## Selected excerpt:

-*-*-

Anyone who wondered whether photokina, the biennial imaging exposition held in Cologne, Germany, is still the world’s greatest event of its kind, the outsize photokina 2014 surely dispelled any doubts.
Dating back to 1950, when the German photo industry was struggling to reestablish itself after WW II, its steadily expanding exhibition space now covers (depending on how you calculate it) the size of 12 to 14 football fields. Held September 16–21, this year’s event included magnificent picture exhibitions and a mind-boggling array of image-related equipment displayed by enterprises serving everyone from rank snapshooters to pros, videographers and industrial users.
If there was any overarching theme to this profusion of new and existing hardware, software and services, it is the pursuit by leading manufacturers of serious enthusiasts and professionals—perceived as the most reliable and profitable sector of the marketplace.
However, there were many other trends in evidence: the rise of the mirrorless compact system camera (CSC) as a viable choice for professionals as well as camera buffs; the almost universal adoption of 4K as the video standard for camcorders and interchangeable-lens cameras at all price points; and the emergence of Wi-Fi and NFC as must-have features in DSLRs, CSCs, camcorders and point-and-shoot cameras. Indeed, the incorporation of key smartphone features into digital cameras is a classic case of “if you can’t beat ’em joint ’em.” It’s not just connectivity that rules the day, but seamless, intuitive, instant connectivity that allows consumers to upload and share images instantaneously and view, control and fire their cameras remotely using smart devices.
Although it is impossible for a single individual (even me) to provide truly comprehensive coverage of a show as massive as photokina 2014, I’ll do my best to give you a good overview of what I found to be most significant and fascinating.
DSLRs: Nikon and Canon Take the Evolutionary Approach
The Canon EOS 7D Mark II looks and feels very much like its successful and long-lived predecessor, the 7D, but it has been made more attractive by adding several tech upgrades. These include: a 20.2MP CMOS sensor; dual Digic 6 image processors that get the maximum burst rate to an impressive 10 fps; Dual Pixel AF technology with live view; a 65-point, all-cross-field AF system for enhanced performance; and built-in GPS with a digital compass. And it still retains such key features as a robust, weather-sealed magnesium alloy body and a really great optical viewfinder. Many called it the “Canon EOS 5D Mark III Lite,” but whatever you call it, it’s a great refresh and should be a real contender.
The full-frame Nikon D750 falls in between the Nikon D610 and D810, with a 24.3MP FX-format sensor and a high-density, 51-point AF system derived from the flagship D4S. Other attractions include: a 6.5-fps, full-res maximum burst rate; group-area AF for superior focusing and tracking accuracy with action subjects; and ISO settings to 51,200. Its newly developed sensor and Expeed 4 processor are said to provide enhanced low-light performance. The D750 also has a cool, tilting 3.2-inch monitor with a three-axis hinged design that lets you raise it up to 90º and down to 75º. Significantly, it’s Nikon’s first FX-format camera with built-in Wi-Fi for transferring images and remote shooting using smart devices. Well done, and likely to succeed even in this competitive market segment.

-*-*-

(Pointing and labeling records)

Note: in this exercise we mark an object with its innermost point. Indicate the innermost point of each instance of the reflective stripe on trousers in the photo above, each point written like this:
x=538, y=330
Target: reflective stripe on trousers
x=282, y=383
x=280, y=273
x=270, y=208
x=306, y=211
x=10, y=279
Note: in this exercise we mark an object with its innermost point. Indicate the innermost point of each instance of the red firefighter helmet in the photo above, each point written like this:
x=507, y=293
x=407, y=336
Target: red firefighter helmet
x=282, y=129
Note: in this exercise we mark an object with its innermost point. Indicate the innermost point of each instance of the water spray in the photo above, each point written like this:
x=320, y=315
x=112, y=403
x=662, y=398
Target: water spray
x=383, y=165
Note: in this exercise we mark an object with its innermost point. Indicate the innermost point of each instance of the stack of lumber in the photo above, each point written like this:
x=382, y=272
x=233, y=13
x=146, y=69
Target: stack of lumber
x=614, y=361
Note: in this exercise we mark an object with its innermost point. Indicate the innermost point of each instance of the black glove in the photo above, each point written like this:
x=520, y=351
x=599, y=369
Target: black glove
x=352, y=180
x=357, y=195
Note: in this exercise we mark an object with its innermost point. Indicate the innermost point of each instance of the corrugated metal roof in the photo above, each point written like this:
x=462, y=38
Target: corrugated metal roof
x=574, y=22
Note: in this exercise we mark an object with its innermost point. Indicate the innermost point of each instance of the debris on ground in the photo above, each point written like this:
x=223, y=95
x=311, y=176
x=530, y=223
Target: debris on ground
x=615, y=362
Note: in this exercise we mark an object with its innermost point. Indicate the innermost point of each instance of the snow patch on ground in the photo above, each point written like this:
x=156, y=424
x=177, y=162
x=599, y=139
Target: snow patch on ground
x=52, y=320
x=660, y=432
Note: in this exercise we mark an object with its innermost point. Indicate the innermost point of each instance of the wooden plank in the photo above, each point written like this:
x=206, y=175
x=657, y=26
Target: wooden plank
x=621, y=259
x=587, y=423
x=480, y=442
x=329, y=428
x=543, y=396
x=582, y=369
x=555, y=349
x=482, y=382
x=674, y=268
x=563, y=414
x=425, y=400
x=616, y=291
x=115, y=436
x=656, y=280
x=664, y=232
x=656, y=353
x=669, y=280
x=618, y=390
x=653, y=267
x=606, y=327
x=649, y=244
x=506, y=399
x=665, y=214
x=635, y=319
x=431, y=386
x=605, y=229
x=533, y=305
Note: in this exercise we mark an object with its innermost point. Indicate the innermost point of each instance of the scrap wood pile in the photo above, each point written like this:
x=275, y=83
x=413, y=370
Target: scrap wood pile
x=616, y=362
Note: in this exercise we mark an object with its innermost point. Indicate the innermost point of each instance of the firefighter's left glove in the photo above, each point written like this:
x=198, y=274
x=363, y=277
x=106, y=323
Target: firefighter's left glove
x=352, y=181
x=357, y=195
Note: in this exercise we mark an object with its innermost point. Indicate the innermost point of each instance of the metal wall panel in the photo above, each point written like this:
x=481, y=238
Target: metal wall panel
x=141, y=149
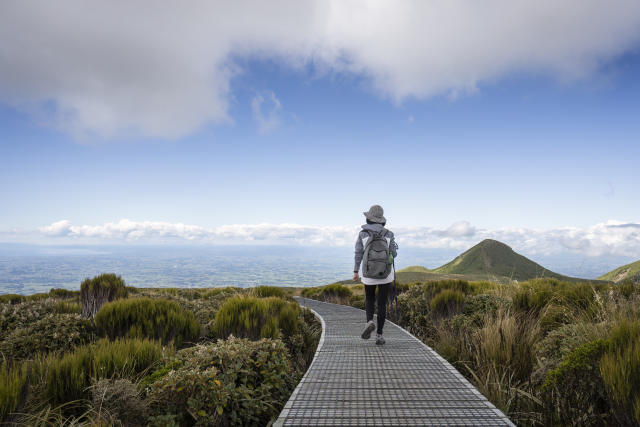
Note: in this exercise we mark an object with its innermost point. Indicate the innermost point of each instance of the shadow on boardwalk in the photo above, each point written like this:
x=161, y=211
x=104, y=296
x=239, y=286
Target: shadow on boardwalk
x=355, y=382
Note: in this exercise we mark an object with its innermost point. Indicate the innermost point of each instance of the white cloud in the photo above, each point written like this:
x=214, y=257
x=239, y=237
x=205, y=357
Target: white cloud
x=109, y=68
x=269, y=119
x=609, y=238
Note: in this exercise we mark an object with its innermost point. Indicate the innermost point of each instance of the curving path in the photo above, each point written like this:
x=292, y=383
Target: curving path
x=352, y=381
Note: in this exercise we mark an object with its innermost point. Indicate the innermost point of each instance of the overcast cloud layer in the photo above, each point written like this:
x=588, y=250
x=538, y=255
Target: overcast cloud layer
x=610, y=238
x=165, y=69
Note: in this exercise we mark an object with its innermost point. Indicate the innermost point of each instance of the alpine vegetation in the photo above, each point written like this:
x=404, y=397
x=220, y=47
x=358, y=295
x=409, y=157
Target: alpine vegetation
x=100, y=290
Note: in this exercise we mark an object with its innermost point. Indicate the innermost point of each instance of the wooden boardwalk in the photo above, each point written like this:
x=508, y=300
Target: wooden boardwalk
x=352, y=381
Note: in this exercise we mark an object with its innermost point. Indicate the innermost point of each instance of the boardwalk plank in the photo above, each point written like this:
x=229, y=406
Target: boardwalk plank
x=354, y=382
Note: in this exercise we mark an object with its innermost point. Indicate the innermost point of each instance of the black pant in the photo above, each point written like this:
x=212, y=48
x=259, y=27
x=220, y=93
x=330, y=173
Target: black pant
x=370, y=296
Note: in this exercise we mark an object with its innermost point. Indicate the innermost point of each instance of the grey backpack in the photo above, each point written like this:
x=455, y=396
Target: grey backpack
x=375, y=263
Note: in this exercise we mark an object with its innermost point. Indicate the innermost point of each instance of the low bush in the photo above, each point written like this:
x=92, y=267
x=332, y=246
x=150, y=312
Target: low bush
x=231, y=382
x=228, y=290
x=38, y=296
x=446, y=303
x=311, y=293
x=14, y=316
x=63, y=293
x=267, y=291
x=534, y=295
x=158, y=319
x=478, y=307
x=12, y=299
x=100, y=290
x=13, y=383
x=52, y=333
x=254, y=318
x=620, y=370
x=506, y=342
x=552, y=316
x=557, y=344
x=67, y=377
x=574, y=391
x=415, y=313
x=335, y=293
x=67, y=307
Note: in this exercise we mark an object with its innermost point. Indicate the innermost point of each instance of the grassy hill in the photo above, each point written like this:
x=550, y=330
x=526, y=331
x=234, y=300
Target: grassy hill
x=494, y=260
x=488, y=260
x=629, y=271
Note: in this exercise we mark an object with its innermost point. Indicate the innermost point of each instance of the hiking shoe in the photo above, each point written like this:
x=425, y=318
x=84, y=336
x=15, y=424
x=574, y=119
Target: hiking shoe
x=368, y=329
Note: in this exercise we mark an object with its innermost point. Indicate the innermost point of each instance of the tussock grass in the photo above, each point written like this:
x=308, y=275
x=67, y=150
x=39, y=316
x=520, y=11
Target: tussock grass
x=66, y=378
x=255, y=318
x=158, y=319
x=99, y=290
x=13, y=383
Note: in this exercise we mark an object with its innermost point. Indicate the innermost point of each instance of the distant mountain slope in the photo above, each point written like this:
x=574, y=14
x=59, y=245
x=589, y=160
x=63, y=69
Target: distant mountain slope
x=414, y=269
x=494, y=261
x=629, y=271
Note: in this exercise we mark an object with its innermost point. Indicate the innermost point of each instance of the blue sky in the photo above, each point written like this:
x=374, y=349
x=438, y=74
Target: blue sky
x=315, y=142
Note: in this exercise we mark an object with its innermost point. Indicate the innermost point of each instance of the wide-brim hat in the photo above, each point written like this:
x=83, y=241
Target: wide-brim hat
x=375, y=214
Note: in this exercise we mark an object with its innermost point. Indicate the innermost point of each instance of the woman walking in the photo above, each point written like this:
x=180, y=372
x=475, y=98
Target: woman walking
x=376, y=245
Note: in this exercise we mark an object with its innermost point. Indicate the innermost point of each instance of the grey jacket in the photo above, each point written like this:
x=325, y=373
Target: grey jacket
x=362, y=238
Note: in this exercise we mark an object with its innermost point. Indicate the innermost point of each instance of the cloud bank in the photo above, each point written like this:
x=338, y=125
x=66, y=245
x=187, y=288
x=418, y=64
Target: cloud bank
x=608, y=238
x=108, y=68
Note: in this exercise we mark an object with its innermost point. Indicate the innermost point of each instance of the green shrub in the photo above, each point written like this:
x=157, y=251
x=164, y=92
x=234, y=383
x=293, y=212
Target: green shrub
x=67, y=307
x=477, y=307
x=37, y=297
x=267, y=291
x=14, y=316
x=228, y=290
x=100, y=290
x=13, y=383
x=506, y=342
x=557, y=344
x=67, y=377
x=63, y=293
x=574, y=391
x=532, y=296
x=447, y=303
x=148, y=318
x=12, y=299
x=335, y=293
x=51, y=333
x=231, y=382
x=553, y=316
x=415, y=313
x=254, y=318
x=311, y=293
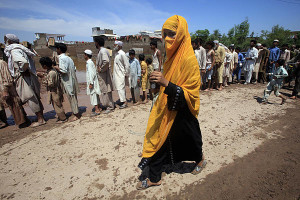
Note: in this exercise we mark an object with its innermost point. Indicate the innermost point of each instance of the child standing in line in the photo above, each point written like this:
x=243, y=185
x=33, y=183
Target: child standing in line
x=93, y=88
x=54, y=89
x=144, y=77
x=149, y=71
x=134, y=77
x=276, y=83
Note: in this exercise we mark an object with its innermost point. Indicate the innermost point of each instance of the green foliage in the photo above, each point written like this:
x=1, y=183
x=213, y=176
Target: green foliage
x=278, y=32
x=239, y=35
x=202, y=34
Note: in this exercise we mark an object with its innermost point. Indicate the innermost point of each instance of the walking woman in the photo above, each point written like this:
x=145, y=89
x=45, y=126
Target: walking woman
x=173, y=133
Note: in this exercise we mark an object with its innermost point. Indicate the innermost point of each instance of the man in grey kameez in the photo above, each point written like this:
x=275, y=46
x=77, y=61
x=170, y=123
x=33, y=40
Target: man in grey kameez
x=104, y=75
x=23, y=71
x=68, y=77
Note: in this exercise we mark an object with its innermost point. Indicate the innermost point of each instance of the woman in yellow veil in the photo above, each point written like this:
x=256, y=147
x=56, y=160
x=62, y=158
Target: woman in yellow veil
x=173, y=132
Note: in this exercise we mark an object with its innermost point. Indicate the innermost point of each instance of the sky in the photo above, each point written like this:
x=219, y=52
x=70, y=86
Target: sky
x=76, y=18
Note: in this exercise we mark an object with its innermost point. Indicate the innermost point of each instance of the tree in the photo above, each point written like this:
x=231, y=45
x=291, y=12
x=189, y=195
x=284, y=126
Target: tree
x=279, y=33
x=216, y=35
x=241, y=31
x=202, y=34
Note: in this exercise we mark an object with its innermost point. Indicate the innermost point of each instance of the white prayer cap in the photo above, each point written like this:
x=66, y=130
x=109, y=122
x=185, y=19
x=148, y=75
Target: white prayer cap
x=119, y=43
x=12, y=38
x=88, y=52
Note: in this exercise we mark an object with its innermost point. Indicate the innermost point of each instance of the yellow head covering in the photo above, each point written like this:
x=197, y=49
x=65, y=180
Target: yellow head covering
x=181, y=68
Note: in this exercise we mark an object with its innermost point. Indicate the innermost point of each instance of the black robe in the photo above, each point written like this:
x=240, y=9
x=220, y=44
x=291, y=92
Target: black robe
x=184, y=141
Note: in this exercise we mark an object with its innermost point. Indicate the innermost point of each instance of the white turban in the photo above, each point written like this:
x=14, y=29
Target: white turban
x=88, y=52
x=119, y=43
x=13, y=38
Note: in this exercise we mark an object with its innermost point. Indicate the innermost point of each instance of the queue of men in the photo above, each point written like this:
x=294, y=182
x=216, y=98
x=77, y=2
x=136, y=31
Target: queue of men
x=219, y=67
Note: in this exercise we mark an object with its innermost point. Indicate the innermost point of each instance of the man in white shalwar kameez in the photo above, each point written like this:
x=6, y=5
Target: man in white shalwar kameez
x=93, y=88
x=68, y=77
x=104, y=75
x=251, y=56
x=121, y=69
x=23, y=71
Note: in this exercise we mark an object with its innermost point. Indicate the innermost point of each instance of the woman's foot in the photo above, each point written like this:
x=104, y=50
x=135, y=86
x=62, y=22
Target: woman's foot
x=283, y=101
x=199, y=167
x=39, y=123
x=74, y=119
x=146, y=184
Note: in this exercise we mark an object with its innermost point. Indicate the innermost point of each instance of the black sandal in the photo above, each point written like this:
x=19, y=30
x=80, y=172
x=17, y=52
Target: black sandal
x=144, y=185
x=199, y=168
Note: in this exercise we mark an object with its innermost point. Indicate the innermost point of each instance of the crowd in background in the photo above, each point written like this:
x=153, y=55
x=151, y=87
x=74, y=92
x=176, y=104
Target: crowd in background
x=219, y=66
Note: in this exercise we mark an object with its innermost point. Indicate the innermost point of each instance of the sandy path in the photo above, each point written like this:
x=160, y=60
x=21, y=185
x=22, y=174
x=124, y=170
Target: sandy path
x=94, y=158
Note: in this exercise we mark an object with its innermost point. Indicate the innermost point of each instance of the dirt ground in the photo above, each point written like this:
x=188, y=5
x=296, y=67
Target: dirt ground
x=252, y=150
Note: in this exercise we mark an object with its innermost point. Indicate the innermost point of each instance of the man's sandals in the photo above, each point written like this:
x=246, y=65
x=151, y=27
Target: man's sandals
x=199, y=167
x=146, y=184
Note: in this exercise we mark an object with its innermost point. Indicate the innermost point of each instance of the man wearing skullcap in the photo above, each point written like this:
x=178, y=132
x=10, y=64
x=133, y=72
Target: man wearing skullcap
x=93, y=88
x=23, y=71
x=54, y=88
x=121, y=69
x=104, y=75
x=68, y=77
x=251, y=57
x=219, y=64
x=257, y=64
x=274, y=56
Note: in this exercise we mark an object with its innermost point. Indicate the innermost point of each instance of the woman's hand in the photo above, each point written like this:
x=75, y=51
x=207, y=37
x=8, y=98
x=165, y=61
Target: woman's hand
x=157, y=77
x=5, y=95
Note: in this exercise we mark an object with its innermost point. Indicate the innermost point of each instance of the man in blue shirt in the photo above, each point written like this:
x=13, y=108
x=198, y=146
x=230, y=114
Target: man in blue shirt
x=274, y=56
x=276, y=83
x=237, y=71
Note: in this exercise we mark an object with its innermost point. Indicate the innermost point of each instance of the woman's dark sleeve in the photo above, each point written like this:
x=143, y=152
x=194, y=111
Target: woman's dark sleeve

-*-*-

## Tasks:
a: Collect every line of the records that contains the string "head", treating uppercase and lowercase as different.
b: Write the next part of the photokina 2014 report, starting after its final sentence.
The report and the records are unrelated to each other.

## Outputs for the tasks:
a:
Note: in this exercise we mark an object with its innermost point. Indicate the innermost point of each instance of the yellow head covering in the photo above, each point written like this:
Target: yellow head covering

b:
Mirrorless CSCs: DSLR Functionality, Custom Finishes, Exciting Form Factors
The Fujifilm X-T1 APS-C-format, DSLR-styled compact system contender gets an elegant graphite silver finish applied by treating its magnesium body with an antioxidant, adding a wear-resistant, triple-layer coating and finishing it off with a clear coat. It’s gorgeous, but internally much remains the same, including the large OLED EVF with instant image preview, the latest generation 16.3MP APS-C X-Trans CMOS II sensor and a focusing speed of a mere 0.08 sec. Plus, the XT-1 graphite silver edition has a high-speed 1/32,000-sec electronic shutter, and it can be set in 1/3-EV increments when using the high-speed Fujinon XF23mm f/1.4 R or XF56mm f/1.2 APD prime lenses.
Fujifilm also announced a remarkable Fujinon XF50–140mm f/2.8 R LM OIS WR (76–213mm equivalent) lens that delivers a constant f/2.8 maximum aperture over its extended focal-length range. It uses what the company claims is the world’s first Triple Linear Motor for swift, quiet AF and shooting.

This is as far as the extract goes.